## What this task involves
Reproduce, exactly, the lines of the material below from the line containing "positive clicks: (74, 72) (54, 10) (60, 9)" through the line containing "box: [239, 393, 457, 479]", with both end lines included and nothing else.

## Data for this exercise
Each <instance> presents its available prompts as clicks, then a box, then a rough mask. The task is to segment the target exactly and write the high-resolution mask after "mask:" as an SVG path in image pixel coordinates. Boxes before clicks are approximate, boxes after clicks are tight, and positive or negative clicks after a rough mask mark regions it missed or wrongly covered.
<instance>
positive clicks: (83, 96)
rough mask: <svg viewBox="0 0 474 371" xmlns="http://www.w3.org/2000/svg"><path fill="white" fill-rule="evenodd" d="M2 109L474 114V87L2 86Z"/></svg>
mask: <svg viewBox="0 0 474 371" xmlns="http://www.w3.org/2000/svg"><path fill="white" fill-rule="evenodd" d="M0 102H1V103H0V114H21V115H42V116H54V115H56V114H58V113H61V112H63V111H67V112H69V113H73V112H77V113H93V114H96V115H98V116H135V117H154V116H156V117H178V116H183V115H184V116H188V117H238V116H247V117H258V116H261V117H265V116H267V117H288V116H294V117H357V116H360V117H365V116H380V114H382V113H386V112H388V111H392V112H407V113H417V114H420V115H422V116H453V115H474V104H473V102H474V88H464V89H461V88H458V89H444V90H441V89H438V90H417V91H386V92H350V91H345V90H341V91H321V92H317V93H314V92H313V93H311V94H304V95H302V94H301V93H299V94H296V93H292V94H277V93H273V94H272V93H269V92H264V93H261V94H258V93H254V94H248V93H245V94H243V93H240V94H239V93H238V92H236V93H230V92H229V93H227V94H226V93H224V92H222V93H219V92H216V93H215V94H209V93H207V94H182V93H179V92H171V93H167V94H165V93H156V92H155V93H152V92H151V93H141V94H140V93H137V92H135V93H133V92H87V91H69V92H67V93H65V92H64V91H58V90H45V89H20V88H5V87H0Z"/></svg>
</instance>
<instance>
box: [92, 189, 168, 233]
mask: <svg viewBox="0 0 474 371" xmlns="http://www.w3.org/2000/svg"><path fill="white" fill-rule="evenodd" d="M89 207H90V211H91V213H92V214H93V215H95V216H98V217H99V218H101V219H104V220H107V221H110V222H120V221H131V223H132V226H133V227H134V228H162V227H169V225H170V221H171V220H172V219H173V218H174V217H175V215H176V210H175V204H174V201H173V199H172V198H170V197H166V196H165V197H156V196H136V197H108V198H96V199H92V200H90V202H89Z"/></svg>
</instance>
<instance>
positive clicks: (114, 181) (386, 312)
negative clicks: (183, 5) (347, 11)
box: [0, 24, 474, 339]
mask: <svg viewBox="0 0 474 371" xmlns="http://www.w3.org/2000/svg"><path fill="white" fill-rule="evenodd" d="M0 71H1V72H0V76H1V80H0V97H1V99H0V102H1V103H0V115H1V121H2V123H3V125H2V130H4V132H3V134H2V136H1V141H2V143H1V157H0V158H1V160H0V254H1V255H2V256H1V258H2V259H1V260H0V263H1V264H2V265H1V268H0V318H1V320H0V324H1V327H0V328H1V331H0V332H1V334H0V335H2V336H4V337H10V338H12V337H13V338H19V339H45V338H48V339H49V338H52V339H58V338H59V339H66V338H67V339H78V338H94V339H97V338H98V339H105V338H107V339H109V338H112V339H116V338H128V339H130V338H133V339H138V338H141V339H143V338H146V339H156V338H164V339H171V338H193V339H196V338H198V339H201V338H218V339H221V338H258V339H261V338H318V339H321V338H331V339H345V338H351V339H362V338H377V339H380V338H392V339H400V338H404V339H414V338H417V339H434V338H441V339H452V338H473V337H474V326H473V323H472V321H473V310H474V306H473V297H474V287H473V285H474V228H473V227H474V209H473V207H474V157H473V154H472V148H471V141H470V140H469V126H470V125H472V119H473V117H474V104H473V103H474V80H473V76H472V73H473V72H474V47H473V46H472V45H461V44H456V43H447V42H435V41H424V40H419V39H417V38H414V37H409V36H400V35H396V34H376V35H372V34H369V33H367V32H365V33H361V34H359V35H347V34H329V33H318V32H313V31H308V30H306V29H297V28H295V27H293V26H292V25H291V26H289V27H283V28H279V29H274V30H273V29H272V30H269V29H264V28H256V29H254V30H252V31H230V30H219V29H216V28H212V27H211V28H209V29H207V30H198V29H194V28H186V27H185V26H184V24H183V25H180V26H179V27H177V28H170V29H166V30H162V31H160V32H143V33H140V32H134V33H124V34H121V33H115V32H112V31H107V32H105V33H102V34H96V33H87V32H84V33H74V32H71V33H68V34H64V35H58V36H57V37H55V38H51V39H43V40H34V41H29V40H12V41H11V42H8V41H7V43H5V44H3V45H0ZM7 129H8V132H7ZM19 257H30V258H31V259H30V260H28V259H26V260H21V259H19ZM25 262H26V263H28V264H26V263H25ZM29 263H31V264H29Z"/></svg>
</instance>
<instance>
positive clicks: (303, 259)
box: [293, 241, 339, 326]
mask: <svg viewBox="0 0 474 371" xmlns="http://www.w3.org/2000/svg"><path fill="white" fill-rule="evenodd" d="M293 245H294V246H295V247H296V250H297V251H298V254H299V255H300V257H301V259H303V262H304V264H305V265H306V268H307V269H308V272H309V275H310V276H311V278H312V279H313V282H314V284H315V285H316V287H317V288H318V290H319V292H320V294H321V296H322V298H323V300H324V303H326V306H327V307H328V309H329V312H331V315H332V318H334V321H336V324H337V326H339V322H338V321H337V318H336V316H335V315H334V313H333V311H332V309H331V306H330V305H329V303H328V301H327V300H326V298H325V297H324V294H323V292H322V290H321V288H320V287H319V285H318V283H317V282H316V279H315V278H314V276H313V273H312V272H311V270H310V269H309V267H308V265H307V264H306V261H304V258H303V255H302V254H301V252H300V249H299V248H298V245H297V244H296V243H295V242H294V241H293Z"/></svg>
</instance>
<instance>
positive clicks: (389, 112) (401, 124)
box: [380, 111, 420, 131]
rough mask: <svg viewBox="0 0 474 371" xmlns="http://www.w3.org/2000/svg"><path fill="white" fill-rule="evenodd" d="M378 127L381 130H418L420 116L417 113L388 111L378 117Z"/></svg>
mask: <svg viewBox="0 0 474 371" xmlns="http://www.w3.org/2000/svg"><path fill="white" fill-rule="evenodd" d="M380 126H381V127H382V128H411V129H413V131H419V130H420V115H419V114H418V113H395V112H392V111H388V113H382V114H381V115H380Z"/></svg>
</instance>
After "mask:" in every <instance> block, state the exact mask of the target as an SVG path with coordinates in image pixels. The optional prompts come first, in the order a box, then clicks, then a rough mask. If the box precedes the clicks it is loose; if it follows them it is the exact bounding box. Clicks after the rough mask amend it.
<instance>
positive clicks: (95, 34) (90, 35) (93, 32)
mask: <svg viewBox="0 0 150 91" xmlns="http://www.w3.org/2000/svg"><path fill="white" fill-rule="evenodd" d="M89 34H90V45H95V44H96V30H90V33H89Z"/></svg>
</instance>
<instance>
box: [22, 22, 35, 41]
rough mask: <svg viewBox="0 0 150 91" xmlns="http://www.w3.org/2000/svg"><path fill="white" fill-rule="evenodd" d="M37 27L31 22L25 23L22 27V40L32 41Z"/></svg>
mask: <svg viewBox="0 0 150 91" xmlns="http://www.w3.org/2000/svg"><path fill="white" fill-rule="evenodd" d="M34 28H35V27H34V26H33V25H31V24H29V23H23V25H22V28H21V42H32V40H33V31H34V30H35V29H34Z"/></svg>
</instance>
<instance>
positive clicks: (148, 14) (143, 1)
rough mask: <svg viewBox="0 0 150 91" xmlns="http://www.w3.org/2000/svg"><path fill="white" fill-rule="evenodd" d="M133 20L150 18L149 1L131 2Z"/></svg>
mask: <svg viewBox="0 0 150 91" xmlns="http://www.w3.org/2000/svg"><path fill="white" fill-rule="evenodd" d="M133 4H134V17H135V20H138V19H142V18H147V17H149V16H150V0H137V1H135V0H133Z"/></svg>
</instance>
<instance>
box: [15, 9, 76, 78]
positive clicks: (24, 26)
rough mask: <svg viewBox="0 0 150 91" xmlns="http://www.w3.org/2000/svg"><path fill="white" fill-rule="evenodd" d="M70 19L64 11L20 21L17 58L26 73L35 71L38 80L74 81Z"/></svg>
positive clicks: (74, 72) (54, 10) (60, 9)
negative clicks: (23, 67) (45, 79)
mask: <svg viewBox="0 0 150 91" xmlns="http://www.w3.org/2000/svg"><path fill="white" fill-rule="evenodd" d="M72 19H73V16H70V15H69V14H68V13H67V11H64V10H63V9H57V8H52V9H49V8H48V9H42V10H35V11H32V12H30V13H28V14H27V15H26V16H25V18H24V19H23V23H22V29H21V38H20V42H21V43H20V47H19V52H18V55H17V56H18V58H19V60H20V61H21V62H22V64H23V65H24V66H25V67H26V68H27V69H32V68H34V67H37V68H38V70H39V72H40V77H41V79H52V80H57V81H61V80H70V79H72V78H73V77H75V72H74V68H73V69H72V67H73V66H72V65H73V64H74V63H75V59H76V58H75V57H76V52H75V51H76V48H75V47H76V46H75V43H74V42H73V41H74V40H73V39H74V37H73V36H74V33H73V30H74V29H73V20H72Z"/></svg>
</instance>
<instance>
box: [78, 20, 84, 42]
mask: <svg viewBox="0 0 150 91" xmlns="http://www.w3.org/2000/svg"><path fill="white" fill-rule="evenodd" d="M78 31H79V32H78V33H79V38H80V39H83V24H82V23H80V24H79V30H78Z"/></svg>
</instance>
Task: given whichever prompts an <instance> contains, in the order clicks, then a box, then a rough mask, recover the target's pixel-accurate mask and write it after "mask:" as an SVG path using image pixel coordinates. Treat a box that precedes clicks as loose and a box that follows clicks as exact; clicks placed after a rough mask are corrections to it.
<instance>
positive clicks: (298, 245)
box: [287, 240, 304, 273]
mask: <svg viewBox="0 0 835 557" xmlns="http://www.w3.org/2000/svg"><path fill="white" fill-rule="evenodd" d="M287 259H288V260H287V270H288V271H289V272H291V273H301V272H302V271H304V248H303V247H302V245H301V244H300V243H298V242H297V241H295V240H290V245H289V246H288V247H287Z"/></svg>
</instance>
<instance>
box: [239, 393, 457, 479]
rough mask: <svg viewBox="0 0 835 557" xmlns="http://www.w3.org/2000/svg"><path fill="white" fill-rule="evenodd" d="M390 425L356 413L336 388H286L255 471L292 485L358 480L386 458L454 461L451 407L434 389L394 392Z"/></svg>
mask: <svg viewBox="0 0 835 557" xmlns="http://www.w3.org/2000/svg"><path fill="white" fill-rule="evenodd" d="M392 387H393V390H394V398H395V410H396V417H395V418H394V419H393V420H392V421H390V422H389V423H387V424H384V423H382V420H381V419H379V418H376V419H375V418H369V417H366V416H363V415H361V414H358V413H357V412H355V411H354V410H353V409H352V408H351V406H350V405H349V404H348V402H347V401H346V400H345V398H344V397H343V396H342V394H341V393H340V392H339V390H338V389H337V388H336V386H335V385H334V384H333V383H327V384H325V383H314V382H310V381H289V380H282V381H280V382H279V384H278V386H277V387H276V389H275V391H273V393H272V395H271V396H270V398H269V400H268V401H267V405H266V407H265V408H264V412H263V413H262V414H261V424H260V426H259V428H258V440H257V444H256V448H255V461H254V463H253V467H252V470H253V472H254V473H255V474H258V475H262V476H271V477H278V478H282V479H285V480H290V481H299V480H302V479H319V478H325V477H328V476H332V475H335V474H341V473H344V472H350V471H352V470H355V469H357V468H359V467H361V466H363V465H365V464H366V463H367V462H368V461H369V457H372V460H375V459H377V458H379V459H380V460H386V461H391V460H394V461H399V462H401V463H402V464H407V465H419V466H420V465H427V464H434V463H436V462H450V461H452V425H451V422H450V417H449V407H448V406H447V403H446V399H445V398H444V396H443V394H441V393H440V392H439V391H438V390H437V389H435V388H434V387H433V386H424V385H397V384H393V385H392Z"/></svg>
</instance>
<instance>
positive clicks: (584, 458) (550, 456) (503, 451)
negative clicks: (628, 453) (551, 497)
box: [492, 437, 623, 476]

## Response below
positive clicks: (74, 72) (54, 10) (60, 9)
negative clicks: (23, 67) (45, 79)
mask: <svg viewBox="0 0 150 91" xmlns="http://www.w3.org/2000/svg"><path fill="white" fill-rule="evenodd" d="M72 19H73V16H70V15H69V14H68V13H67V11H64V10H63V9H57V8H52V9H49V8H48V9H42V10H35V11H32V12H30V13H28V14H27V15H26V16H25V18H24V19H23V23H22V29H21V38H20V42H21V43H20V47H19V52H18V55H17V56H18V58H19V60H20V61H21V62H22V64H23V65H24V66H25V67H26V68H27V69H32V68H34V67H37V68H38V70H39V72H40V77H41V79H52V80H57V81H61V80H70V79H72V78H73V77H75V72H74V68H73V69H72V67H73V66H72V65H73V64H74V63H75V59H76V58H75V57H76V52H75V51H76V48H75V47H76V46H75V43H74V42H73V41H74V40H73V39H74V37H73V36H74V33H73V30H74V29H73V20H72Z"/></svg>
</instance>
<instance>
box: [78, 20, 84, 42]
mask: <svg viewBox="0 0 150 91" xmlns="http://www.w3.org/2000/svg"><path fill="white" fill-rule="evenodd" d="M78 31H79V32H78V33H79V38H80V39H83V24H82V23H80V24H79V30H78Z"/></svg>
</instance>
Task: given whichever prompts an <instance> contains, in the order clicks, then a box, then a rough mask, recover the target's pixel-accurate mask and write it after "mask:" as an SVG path using image pixel coordinates. Treat a box that precedes clicks as loose and a box that follows clicks as exact; clicks placed after a rough mask are corrections to it.
<instance>
positive clicks: (298, 245)
box: [287, 240, 304, 273]
mask: <svg viewBox="0 0 835 557" xmlns="http://www.w3.org/2000/svg"><path fill="white" fill-rule="evenodd" d="M287 259H288V260H287V270H288V271H289V272H291V273H301V272H302V271H304V248H303V247H302V245H301V244H300V243H298V242H297V241H295V240H290V245H289V246H288V247H287Z"/></svg>
</instance>
<instance>
box: [239, 393, 457, 479]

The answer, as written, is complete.